--- START ---
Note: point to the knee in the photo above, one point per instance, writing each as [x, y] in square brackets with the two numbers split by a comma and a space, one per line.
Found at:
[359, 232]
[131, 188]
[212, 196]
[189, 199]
--- END ---
**Your goal**:
All records are to be printed again, exactly and completely.

**Your response**:
Note: point to the knee in the photo above, one point per instance, writing each as [x, y] in square brackets with the two numbers split by a comma and a space, one per line.
Found at:
[359, 232]
[131, 188]
[212, 196]
[189, 199]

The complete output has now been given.